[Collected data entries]
• • •

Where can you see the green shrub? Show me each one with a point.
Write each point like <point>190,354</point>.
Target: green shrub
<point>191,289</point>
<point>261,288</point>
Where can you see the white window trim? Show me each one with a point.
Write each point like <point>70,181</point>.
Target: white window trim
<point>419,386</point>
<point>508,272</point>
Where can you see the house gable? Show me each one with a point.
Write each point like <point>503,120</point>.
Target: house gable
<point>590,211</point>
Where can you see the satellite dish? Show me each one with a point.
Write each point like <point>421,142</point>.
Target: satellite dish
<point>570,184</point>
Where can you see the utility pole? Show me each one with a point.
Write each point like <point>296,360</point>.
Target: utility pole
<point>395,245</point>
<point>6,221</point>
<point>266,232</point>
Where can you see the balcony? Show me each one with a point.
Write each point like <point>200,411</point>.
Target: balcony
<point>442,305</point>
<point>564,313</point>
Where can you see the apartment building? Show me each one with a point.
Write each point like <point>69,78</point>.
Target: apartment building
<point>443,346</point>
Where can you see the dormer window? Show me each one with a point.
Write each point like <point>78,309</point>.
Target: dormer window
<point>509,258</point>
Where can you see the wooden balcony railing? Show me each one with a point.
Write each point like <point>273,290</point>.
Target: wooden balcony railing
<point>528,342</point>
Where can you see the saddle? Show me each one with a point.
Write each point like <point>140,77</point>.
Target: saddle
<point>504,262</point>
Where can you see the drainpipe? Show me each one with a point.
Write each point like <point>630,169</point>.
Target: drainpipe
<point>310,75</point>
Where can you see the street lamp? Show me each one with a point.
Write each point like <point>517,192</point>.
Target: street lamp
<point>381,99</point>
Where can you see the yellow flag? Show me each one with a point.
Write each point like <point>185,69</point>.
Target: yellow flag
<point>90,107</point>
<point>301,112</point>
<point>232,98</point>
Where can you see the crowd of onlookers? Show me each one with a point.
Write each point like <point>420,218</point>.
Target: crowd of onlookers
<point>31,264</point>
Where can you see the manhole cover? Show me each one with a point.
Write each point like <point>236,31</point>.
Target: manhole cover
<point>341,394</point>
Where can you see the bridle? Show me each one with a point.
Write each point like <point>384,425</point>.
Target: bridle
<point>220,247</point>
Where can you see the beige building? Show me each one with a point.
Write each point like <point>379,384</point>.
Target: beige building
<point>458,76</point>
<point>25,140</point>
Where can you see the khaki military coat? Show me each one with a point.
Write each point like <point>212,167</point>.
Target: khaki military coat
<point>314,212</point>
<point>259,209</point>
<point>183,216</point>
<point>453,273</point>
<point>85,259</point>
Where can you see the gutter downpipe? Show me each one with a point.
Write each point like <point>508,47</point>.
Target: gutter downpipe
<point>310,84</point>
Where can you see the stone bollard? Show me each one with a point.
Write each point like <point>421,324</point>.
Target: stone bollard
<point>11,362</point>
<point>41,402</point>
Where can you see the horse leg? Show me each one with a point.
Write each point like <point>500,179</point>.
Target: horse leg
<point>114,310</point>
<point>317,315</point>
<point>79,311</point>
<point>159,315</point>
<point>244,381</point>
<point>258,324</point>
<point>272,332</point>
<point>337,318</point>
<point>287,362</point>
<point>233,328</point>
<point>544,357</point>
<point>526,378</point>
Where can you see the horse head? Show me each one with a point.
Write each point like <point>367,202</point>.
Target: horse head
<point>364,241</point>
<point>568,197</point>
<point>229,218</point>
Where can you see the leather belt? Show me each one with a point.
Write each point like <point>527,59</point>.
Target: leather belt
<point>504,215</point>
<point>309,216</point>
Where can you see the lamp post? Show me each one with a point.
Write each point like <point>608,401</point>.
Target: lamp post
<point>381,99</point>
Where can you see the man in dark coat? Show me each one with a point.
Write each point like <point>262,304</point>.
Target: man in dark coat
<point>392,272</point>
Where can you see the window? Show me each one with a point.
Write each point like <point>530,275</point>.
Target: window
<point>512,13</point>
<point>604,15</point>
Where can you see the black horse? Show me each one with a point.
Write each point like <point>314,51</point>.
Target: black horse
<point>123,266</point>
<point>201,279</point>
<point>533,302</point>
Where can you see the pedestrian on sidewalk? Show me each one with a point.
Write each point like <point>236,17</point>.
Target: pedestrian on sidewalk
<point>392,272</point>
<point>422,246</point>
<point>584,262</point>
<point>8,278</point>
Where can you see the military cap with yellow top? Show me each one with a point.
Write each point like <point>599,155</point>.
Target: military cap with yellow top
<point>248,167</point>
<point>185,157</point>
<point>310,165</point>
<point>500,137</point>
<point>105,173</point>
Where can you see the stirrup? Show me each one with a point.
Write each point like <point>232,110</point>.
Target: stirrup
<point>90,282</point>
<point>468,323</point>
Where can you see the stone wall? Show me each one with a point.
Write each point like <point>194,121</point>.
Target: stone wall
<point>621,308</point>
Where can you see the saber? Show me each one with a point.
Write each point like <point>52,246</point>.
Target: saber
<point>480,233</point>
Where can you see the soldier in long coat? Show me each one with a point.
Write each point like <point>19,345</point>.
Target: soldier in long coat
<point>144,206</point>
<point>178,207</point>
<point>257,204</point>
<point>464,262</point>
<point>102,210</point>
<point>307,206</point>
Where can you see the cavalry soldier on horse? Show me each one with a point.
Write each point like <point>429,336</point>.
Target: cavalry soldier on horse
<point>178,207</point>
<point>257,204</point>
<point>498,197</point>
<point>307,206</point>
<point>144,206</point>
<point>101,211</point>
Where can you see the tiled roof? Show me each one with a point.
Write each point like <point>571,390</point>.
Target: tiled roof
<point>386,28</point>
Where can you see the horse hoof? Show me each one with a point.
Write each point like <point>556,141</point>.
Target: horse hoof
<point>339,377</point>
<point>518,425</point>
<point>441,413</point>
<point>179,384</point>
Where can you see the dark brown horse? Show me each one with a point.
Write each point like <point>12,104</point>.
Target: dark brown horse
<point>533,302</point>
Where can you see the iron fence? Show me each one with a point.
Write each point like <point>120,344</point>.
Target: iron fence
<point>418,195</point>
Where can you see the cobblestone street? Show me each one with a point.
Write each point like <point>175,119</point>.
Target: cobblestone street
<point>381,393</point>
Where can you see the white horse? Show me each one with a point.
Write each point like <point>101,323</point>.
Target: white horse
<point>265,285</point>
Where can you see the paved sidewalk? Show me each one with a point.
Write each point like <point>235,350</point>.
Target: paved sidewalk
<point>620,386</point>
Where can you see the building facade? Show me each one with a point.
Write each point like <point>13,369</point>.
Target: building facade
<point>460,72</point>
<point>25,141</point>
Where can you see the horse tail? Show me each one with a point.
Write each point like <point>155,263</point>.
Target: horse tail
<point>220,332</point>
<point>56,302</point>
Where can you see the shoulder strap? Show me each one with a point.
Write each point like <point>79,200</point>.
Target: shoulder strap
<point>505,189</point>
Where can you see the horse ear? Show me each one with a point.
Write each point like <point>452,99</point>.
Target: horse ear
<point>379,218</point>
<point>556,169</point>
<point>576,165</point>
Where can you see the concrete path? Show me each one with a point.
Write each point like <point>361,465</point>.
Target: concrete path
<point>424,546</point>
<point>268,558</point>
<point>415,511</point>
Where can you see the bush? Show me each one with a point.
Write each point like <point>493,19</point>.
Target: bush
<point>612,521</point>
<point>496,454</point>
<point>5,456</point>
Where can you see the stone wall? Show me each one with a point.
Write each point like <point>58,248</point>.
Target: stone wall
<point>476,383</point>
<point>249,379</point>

• • •

Exercise goal:
Having read the entries above, repeat them exactly.

Response for this exercise:
Where can you see the green shrub? Show me each one with a point.
Write each point like <point>190,354</point>.
Target: green shrub
<point>191,289</point>
<point>261,288</point>
Where can you see the white window trim? Show me each one with a point.
Write each point like <point>70,181</point>.
Target: white window trim
<point>419,386</point>
<point>508,272</point>
Where can you see the house gable? Show me each one with a point.
Write each point like <point>503,120</point>.
Target: house gable
<point>590,211</point>
Where can you see the satellite dish? Show me each one with a point.
Write each point like <point>421,142</point>.
Target: satellite dish
<point>570,184</point>
Where can you see the utility pole? Show me each one with a point.
Write each point like <point>296,360</point>.
Target: utility pole
<point>395,245</point>
<point>6,221</point>
<point>266,232</point>
Where can you see the balcony? Show me each one with a point.
Write each point like <point>200,411</point>.
Target: balcony
<point>442,305</point>
<point>564,313</point>
Where can you see the apartment building? Show me each one with a point.
Write each point like <point>69,78</point>.
Target: apartment building
<point>443,346</point>
Where can you see the dormer window? Show me each one with a point.
Write each point like <point>78,309</point>.
Target: dormer window
<point>509,258</point>
Where can you see the wooden balcony railing? Show me each one with a point.
Write each point like <point>273,290</point>.
Target: wooden balcony railing
<point>528,342</point>
Where can you see the saddle? Show me each one with a point.
Write each point like <point>140,77</point>.
Target: saddle
<point>504,262</point>
Where can you see the drainpipe? Show me each one with a point.
Write each point like <point>630,169</point>.
Target: drainpipe
<point>310,75</point>
Where can you see the street lamp? Show me each one with a point.
Write each point like <point>517,192</point>.
Target: street lamp
<point>381,99</point>
Where can you see the yellow flag? Show me each one with a point.
Write each point like <point>185,69</point>.
Target: yellow flag
<point>90,107</point>
<point>301,112</point>
<point>232,98</point>
Where can you see the crowd of onlookers? Show me each one with a point.
Write each point like <point>420,218</point>.
Target: crowd of onlookers
<point>31,264</point>
Where can you see the manhole cover? Show me each one with a point.
Write each point like <point>236,31</point>.
Target: manhole cover
<point>341,394</point>
Where can you see the bridle? Show me each one with a point.
Write each point like <point>384,425</point>.
Target: bridle
<point>220,247</point>
Where can you see the beige building? Show me each one with a point.
Write each point like <point>379,384</point>.
Target: beige building
<point>458,76</point>
<point>25,140</point>
Where can you see the khaki military coat? Show me each one with a point.
Write each point like <point>212,167</point>.
Target: khaki military coat
<point>314,212</point>
<point>259,209</point>
<point>183,216</point>
<point>453,273</point>
<point>85,259</point>
Where can you see the gutter downpipe? Show me each one with a point.
Write each point like <point>508,47</point>.
Target: gutter downpipe
<point>310,84</point>
Where can you see the stone bollard? Show me each one with a point.
Write each point like <point>421,324</point>.
Target: stone bollard
<point>11,362</point>
<point>41,402</point>
Where can you see the horse leg? Show me each one with a point.
Write each point like <point>500,179</point>.
Target: horse leg
<point>114,310</point>
<point>317,315</point>
<point>79,311</point>
<point>159,315</point>
<point>244,381</point>
<point>258,324</point>
<point>272,332</point>
<point>337,318</point>
<point>287,362</point>
<point>233,328</point>
<point>544,357</point>
<point>526,378</point>
Where can you see the horse head? Show me each one with a point.
Write each point like <point>367,202</point>.
Target: horse head
<point>364,241</point>
<point>568,197</point>
<point>229,218</point>
Where can you see the leather belt? Show me each one with a point.
Write each point like <point>527,59</point>.
Target: leather belt
<point>504,215</point>
<point>309,216</point>
Where can you see the lamp post? Show me each one with a point.
Write each point like <point>608,401</point>.
Target: lamp post
<point>381,99</point>
Where can you see the man in dark coat? Show me each one with a point.
Write each point like <point>262,304</point>.
Target: man in dark coat
<point>392,272</point>
Where can you see the window? Show me each one with a point.
Write each point like <point>530,275</point>.
Target: window
<point>512,13</point>
<point>604,15</point>
Where can you see the black horse? Show me each one with a point.
Write each point like <point>314,51</point>.
Target: black horse
<point>123,266</point>
<point>201,279</point>
<point>533,302</point>
Where can you see the pedestrian on sidewalk? Show me each one with a point.
Write each point like <point>236,17</point>.
Target: pedestrian on sidewalk
<point>392,272</point>
<point>422,246</point>
<point>584,262</point>
<point>8,278</point>
Where can you see the military cap with yellow top? Show me each one with a point.
Write each point like <point>599,155</point>.
Target: military cap with yellow top
<point>248,167</point>
<point>185,157</point>
<point>310,165</point>
<point>500,137</point>
<point>105,173</point>
Where can you see the stirrup? Show me each one with a point.
Write each point like <point>232,110</point>.
Target: stirrup
<point>90,282</point>
<point>468,323</point>
Where can you see the stone wall? Show me each one with a point.
Write each point like <point>194,121</point>.
Target: stone wall
<point>621,308</point>
Where can you see the saber? Show me each one with a point.
Write each point like <point>52,246</point>.
Target: saber
<point>480,233</point>
Where can you see the soldier in long coat? Show me each one with a point.
Write each point like <point>19,345</point>.
Target: soldier in long coat
<point>144,206</point>
<point>178,207</point>
<point>257,204</point>
<point>464,262</point>
<point>102,210</point>
<point>307,206</point>
Where can you see the cavalry soldier on horse? Show me each one with a point.
Write each point like <point>429,336</point>.
Target: cavalry soldier on horse
<point>178,207</point>
<point>257,204</point>
<point>498,197</point>
<point>307,206</point>
<point>144,206</point>
<point>101,211</point>
Where can you see the tiled roof? Show me each one with a point.
Write each point like <point>571,390</point>.
Target: tiled roof
<point>386,28</point>
Where can you see the horse hoof? Show me each one with a point.
Write each point like <point>556,141</point>.
Target: horse hoof
<point>339,377</point>
<point>518,425</point>
<point>441,413</point>
<point>179,384</point>
Where can you see the dark brown horse? Show me each one with a point.
Write each point like <point>12,104</point>.
Target: dark brown horse
<point>533,302</point>
Where can you see the iron fence? Show me each one with a point.
Write each point like <point>120,344</point>.
Target: iron fence
<point>418,195</point>
Where can you see the cobblestone street? Show me each one with a point.
Write each point like <point>175,119</point>.
Target: cobblestone street
<point>381,393</point>
Where can you see the white horse? Show me each one with a point.
Write each point like <point>101,323</point>.
Target: white horse
<point>265,285</point>
Where can you see the paved sidewalk? Show me each one with a point.
Write each point like <point>235,350</point>.
Target: paved sidewalk
<point>620,386</point>
Where can you see the building facade? Show me each one with a point.
Write each point like <point>13,369</point>.
Target: building facade
<point>460,72</point>
<point>25,141</point>
Where can you see the horse tail? Show me each one with a point.
Write each point like <point>155,263</point>.
Target: horse tail
<point>220,332</point>
<point>56,302</point>
Where can you see the shoulder strap? Show me each one with a point.
Write each point like <point>79,200</point>.
Target: shoulder strap
<point>505,189</point>
Where can you see the horse ear? Show me each one with a point.
Write each point like <point>452,99</point>.
Target: horse ear
<point>379,218</point>
<point>556,169</point>
<point>576,165</point>
Where can you see the concrete path? Show me each one with a point.
Write each point like <point>361,465</point>.
Target: concrete path
<point>424,546</point>
<point>268,558</point>
<point>415,511</point>
Where can you see the bush? Show me each one with a point.
Write each point like <point>493,19</point>.
Target: bush
<point>612,521</point>
<point>496,454</point>
<point>5,456</point>
Where can you see the stone wall? Show me each one with a point.
Write each point like <point>58,248</point>.
Target: stone wall
<point>476,383</point>
<point>249,379</point>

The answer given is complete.